### GOAL
Please change "black skirt" to "dark skirt" in the items below and keep everything else the same.

### DATA LINES

----

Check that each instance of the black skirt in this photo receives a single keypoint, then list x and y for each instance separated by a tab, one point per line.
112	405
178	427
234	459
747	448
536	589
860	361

----

### EXERCISE RESPONSE
Check that each instance of the dark skirt in this photo receives a single keypoint, then list x and y for each instance separated by a tab, one point per line.
112	405
178	427
234	459
747	448
536	589
860	361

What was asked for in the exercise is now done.